Could you restate all of the records below exactly, with the pictures left out?

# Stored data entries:
= Beginning of Section =
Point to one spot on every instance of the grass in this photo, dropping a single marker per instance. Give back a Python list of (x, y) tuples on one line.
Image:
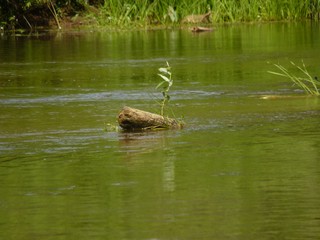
[(146, 12), (166, 83), (309, 84)]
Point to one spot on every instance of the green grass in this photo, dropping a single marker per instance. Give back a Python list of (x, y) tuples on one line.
[(306, 82), (142, 13), (147, 12)]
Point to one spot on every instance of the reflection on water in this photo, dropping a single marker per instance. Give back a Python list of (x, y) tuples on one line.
[(243, 168)]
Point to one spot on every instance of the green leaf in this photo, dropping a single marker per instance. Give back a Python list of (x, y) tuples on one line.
[(163, 70), (159, 85), (164, 78)]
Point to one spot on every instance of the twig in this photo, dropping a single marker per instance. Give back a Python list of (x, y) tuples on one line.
[(54, 13)]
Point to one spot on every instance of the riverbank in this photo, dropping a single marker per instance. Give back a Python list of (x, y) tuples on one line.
[(150, 14)]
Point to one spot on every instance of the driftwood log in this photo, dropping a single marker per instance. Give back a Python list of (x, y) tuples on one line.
[(201, 29), (135, 119)]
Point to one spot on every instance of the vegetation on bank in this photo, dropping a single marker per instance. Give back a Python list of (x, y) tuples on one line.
[(302, 78), (142, 13)]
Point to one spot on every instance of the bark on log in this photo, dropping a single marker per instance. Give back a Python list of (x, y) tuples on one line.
[(135, 119), (201, 29)]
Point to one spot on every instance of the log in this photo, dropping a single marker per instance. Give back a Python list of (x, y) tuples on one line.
[(201, 29), (135, 119), (203, 18)]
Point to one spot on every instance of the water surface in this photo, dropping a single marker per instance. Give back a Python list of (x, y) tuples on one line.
[(242, 168)]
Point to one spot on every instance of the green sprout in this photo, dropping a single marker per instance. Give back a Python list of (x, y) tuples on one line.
[(166, 83), (309, 84)]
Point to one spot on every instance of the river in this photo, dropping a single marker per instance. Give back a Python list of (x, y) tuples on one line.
[(243, 167)]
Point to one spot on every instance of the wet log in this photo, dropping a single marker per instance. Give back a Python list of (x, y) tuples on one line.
[(203, 18), (201, 29), (135, 119)]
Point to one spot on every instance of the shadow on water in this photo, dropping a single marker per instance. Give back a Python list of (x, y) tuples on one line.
[(242, 168)]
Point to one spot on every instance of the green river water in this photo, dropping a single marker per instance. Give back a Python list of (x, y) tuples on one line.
[(242, 168)]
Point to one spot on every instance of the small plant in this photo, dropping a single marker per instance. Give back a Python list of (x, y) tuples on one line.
[(166, 83), (309, 84)]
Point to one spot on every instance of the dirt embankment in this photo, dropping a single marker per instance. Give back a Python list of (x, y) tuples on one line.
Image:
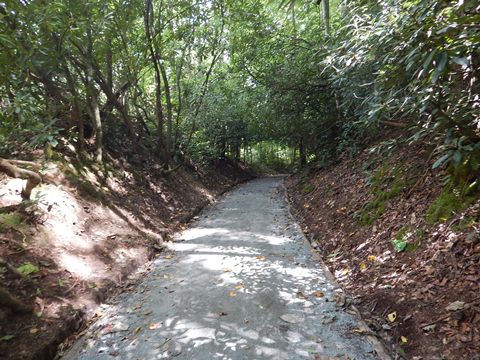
[(407, 250), (86, 229)]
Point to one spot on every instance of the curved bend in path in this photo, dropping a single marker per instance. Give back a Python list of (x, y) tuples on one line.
[(240, 284)]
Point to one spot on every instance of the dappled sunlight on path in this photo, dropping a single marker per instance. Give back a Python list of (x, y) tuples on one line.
[(240, 284)]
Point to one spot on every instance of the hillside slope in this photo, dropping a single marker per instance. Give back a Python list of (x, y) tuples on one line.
[(407, 251), (85, 231)]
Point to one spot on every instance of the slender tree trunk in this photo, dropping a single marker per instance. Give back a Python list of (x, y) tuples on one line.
[(109, 62), (76, 116), (302, 153), (326, 15), (168, 99), (148, 16), (94, 109)]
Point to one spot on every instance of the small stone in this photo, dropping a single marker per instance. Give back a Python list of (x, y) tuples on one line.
[(291, 318)]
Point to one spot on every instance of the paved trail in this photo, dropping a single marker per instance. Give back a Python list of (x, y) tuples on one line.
[(240, 285)]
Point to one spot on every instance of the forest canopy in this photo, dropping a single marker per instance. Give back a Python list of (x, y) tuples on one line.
[(208, 78)]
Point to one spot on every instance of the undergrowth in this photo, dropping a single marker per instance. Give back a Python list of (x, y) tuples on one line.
[(385, 184)]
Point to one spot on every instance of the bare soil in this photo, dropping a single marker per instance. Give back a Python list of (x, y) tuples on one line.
[(423, 300), (86, 231)]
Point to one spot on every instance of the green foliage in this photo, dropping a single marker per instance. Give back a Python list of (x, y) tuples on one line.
[(407, 239), (10, 220), (226, 76), (385, 184)]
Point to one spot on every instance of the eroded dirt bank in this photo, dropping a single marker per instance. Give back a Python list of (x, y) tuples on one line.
[(87, 229), (407, 251)]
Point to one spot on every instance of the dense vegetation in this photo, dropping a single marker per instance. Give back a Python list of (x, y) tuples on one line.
[(206, 79)]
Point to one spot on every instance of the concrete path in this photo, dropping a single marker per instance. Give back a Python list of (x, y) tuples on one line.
[(241, 283)]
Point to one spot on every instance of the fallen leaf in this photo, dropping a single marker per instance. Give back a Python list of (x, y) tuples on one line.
[(154, 326), (300, 295), (456, 306), (291, 318), (392, 316), (7, 337), (429, 328)]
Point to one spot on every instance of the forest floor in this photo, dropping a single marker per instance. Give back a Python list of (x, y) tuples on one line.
[(86, 230), (406, 251), (240, 283)]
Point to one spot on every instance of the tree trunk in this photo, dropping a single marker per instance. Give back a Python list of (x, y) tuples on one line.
[(94, 109), (168, 98), (301, 152), (326, 16), (33, 179), (154, 57)]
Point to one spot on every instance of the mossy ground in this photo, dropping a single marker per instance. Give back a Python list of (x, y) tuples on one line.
[(386, 183)]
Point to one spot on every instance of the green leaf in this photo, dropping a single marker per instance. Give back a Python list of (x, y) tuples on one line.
[(399, 245), (440, 161), (7, 337), (442, 61), (457, 157)]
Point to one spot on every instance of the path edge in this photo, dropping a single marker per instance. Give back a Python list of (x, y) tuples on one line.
[(377, 345)]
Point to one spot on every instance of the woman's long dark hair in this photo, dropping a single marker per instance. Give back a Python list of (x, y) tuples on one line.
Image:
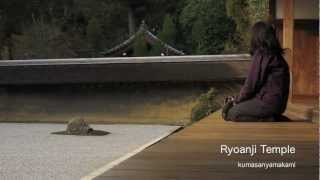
[(264, 40)]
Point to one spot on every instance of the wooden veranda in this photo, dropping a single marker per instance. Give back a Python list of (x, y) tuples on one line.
[(194, 153)]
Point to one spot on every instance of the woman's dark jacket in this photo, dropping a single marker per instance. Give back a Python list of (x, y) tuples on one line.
[(268, 80)]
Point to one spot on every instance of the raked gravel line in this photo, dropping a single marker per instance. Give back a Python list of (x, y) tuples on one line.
[(29, 151)]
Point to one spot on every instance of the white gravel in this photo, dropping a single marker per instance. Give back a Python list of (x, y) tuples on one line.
[(29, 151)]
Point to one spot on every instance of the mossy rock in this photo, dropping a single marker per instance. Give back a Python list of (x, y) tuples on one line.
[(205, 106), (78, 126)]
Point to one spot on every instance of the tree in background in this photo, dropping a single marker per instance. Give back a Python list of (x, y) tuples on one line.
[(41, 40), (85, 27), (206, 26), (244, 13), (140, 47), (167, 35), (94, 34)]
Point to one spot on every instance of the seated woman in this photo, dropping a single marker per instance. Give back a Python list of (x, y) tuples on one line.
[(264, 94)]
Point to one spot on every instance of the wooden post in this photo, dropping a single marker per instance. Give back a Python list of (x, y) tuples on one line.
[(288, 37), (288, 29)]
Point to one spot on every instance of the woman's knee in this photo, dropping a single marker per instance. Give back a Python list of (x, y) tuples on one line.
[(232, 114)]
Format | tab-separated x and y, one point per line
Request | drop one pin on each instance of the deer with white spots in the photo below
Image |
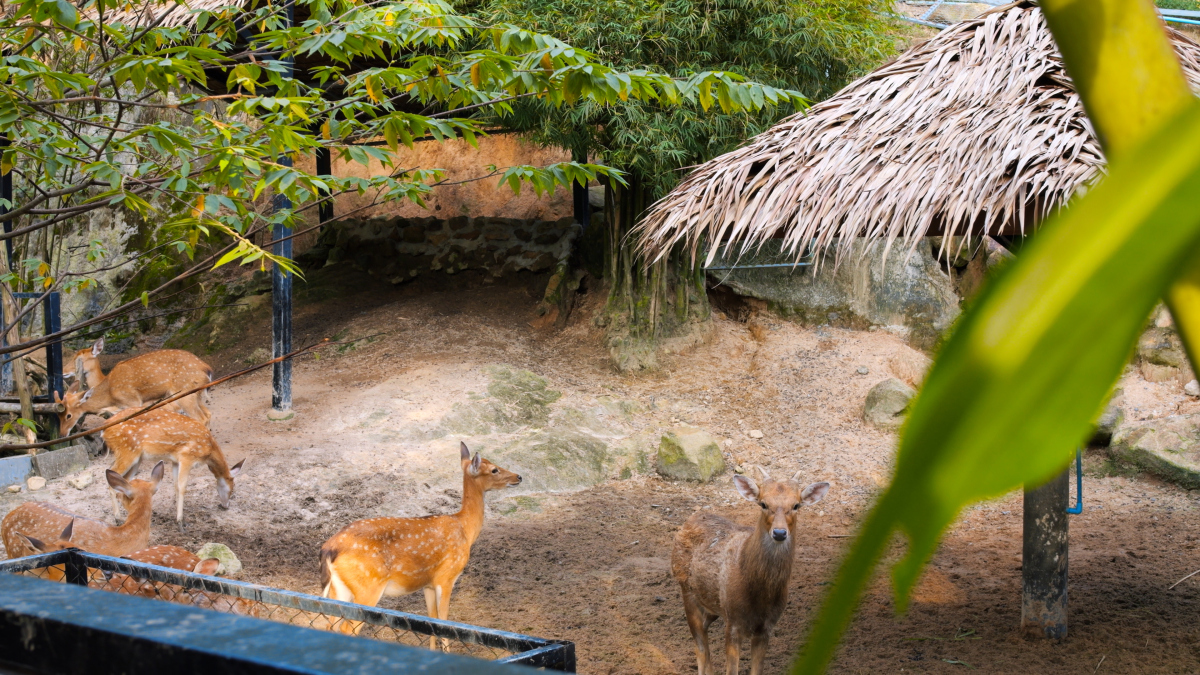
= End of Section =
# Response:
Point to one spot on every instance of the grass in this photo, dropping a single marker per instance. Give back a Python list of (x, y) tuples on one line.
Image:
[(146, 12), (166, 83), (309, 84)]
Point to one spot on every instance of the green grass in this photo, dropping a single marker per instance. Give back a Python list of (x, y) tuples on one line.
[(306, 82), (142, 13), (147, 12)]
Point to one spot on every instance of the reflection on water in this photo, dropping a single marker per instance. Give back a Python list of (x, y) tuples on one line.
[(243, 168)]
Point to one spot on every instance of the green leaf in this photo, dropping a single marker per instance. Give back a Python list of (x, y) tuples on one line.
[(163, 70), (159, 85), (164, 78)]
Point to one spot on every instance of the twig in this photo, dropping a single marker per instance. Give back a Python list of (x, y) tuples on one line.
[(54, 13)]
Point to one spot on every instance of the riverbank in this photo, dropping a single marker per instance. Give back a Python list of (x, y) tuples on one line.
[(150, 14)]
Point to one spot on every instance of the driftwood log in this photo, dropping a single marker per instance. Give back a Python list of (x, y) tuples on one line.
[(201, 29), (135, 119)]
Point to one spot on every instance of the vegetation on bank in this photo, dropping a single marker per instance. Give back a Python list of (x, y) tuples on one line.
[(302, 78), (142, 13)]
Point to one spot on every instance of the bark on log in this photo, dropping a single marker per instance. Give back a Python list of (x, y) tuples on one line.
[(135, 119), (201, 29)]
Point to one spot on every instance of the log in this photo, dropping a single marker per instance. Give back a Python list of (x, y) tuples on one line.
[(201, 29), (135, 119), (203, 18)]
Point to one spot on every instance of the water surface in this photo, dropping a single marker per instance. Give back a Python list of (x, y) tuples on one line.
[(242, 168)]
Point to one spot on every instance of the green sprout in this photo, dropping a single marker per instance. Give back a Python list of (x, y) tuples on one line.
[(166, 83), (309, 84)]
Point to one spot on every instance of the river in this photo, dropping a single marker per instance. Give back a Python list of (x, y) tuples on one line.
[(243, 167)]
Point to one spot on every instance of the wet log in this photo, dropping a single marker per instance. Give back a Python list of (x, y) tuples on one line.
[(203, 18), (201, 29), (135, 119)]
Point to one spot on every instance of the shadow on water in this photo, dropping a single marker per instance. Give back a Python list of (x, y) tuples on one line.
[(242, 168)]
Point to one spot on every instance of the green river water in this photo, dropping a single marker per instance. Give back a Python list of (x, y) tuples on one line.
[(242, 168)]
Point to one spot on every instance of the small plant in this photo, dropping a single marker per instance. Give back a Python list of (x, y) tuples on one line.
[(166, 83), (309, 84)]
Point to one spot on every instance of the dirt embankment in this photo, dropping a single marker per instance. Give back a Python list of (x, y) tuples on one line.
Image:
[(407, 250), (86, 229)]
Point to one spot on every instance of the curved bend in path in this photo, dropping a single marker per instance. Give back a Python list of (x, y) tuples on one line.
[(240, 284)]
Point to one spot on every instance of the dappled sunlight on path in this photo, dropping a single marker per instance. Give back a Python list of (x, y) tuples on one line.
[(240, 284)]
Point to one spot on every instance of the hillside slope in this photo, dropping a single marker per instance. Give back a Python list of (x, y) tuples on one line.
[(407, 251), (85, 231)]
Point to one spot on every instance of the slender tree trunk in this photo, dropping a single marker per instance. Give back a Python list of (x, y) tuples on one line.
[(109, 62), (76, 116), (302, 153), (326, 15), (168, 99), (148, 16), (94, 109)]
Point to one spot on every instance of the small stone in this photo, dropping a single marker per instance. Give back a Python list of (x, y) tuples on one line.
[(291, 318)]
Point to one spot on every instance of the paved trail in this photo, dropping a single marker per instance. Give back a Python list of (x, y) tuples on one line.
[(240, 285)]
Point to one spot on every instance of the forest canopy in this photo, dropping a single marker per instance. Give back a Python list of (x, y) tuples on one line.
[(208, 78)]
Point to one spot on every instance of the undergrowth in this photo, dropping a single marker per instance. Give back a Python list of (x, y) tuples on one line.
[(385, 184)]
Point to one spot on every instance of the bare soil in this photo, dropping a single marker per instance. Give back a Python list of (x, y) tuples on one line.
[(423, 300), (86, 231)]
Point to one spot on every instance of the green foliage in this photo, dropping a single marker per instance. Give back a Python list of (x, y) tuples on one line.
[(407, 239), (10, 220), (226, 76), (385, 184)]
Point to one spot on every instance of the eroded dirt bank in this photo, dropping a single marker per instance. Give back a Python list of (x, y) tuples on one line.
[(87, 229), (407, 251)]
Point to one spot on every instance of the dense vegetation in this photo, dropping a single marker per instance. Give back a Python list of (x, y) tuples on one line.
[(206, 79)]
Point to one spot on every instance of the concrete path in this photo, dropping a single marker per instance. Give back a Python list of (x, y) tuples on one line.
[(241, 283)]
Point to one spot on every instance of the fallen leaf in this photo, dropping a single marker per instance. Give back a Python list of (x, y) tuples on one line.
[(154, 326), (300, 295), (456, 306), (291, 318), (392, 316), (7, 337), (429, 328)]
Point to one spot on every instance of the forest floor in this photo, dropping a single marker per instance. Give back a Python list of (x, y) tuples on one line.
[(86, 230), (406, 251), (240, 283)]
Point to one spot on every instance of the tree trunk in this photo, dropping a single marker per instance. Give back a Python list of (x, y) tuples on one line.
[(94, 109), (168, 98), (301, 152), (326, 16), (33, 179), (154, 57)]
Point to one spot on every instance of the mossy ground in this photo, dropping a single marker per instance. Give back a Python list of (x, y) tuples on one line.
[(386, 183)]
Point to one spot on every instance of the green leaf in this photo, dropping a single marker per instance. Give back a Python list of (x, y) tuples on one line.
[(399, 245), (440, 161), (7, 337), (442, 61), (457, 157)]
Point to one spot on every instance of the path edge in this photo, dropping a single marker per instance. Give back a Python list of (x, y) tuples on one line.
[(377, 345)]
Point to one spot on every instance of the woman's long dark hair in this photo, dropping a single marker per instance. Give back a Python list of (x, y) tuples on one line.
Image:
[(264, 40)]
Point to one spot on every instance of the wooden veranda in this photo, dropping a single marker per instance. Give back a Python list of (x, y) tuples on one line.
[(194, 153)]
Point to one spot on every instance of the woman's dark jacket in this photo, dropping a single marker per instance. Give back a Python list of (x, y) tuples on one line.
[(268, 80)]
Point to one spot on every instance of the raked gravel line in this photo, dropping a single marker per instance. Give back a Python list of (x, y) tuples on one line.
[(29, 151)]
Point to one spot on every instance of the white gravel in this photo, dropping a single marker per instance. Give back a Python list of (x, y) tuples on one line.
[(29, 151)]
Point to one spot on every instance of the mossy rock in this photo, dropping a single marker per instance. Give back a Python list of (x, y) tuples on one line.
[(205, 106), (78, 126)]
Point to one spot on every instance of the tree in background in this photo, dropping a single marker per instance. Give back a Python list of (x, y) tuples on one line.
[(41, 40), (85, 27), (206, 26), (244, 13), (140, 47), (167, 35), (94, 34)]
Point to one spot on every instance of the seated woman in this photo, dropping a single marker per instance. Give back a Python list of (x, y) tuples on one line.
[(264, 94)]
Point to one spot on every instance of the wooden post in this photo, dropping a single marker per instance. Give back a Python list of (x, y) tuples on one line.
[(288, 37), (288, 29)]
Point to one spot on every instance of the woman's knee in this photo, dropping a single marker per instance. Give back a Python list of (x, y) tuples on one line.
[(232, 114)]
Format | tab-separated x and y, one point per line
Request | drop one pin on each instance of the deer with white spots in the photo below
Image |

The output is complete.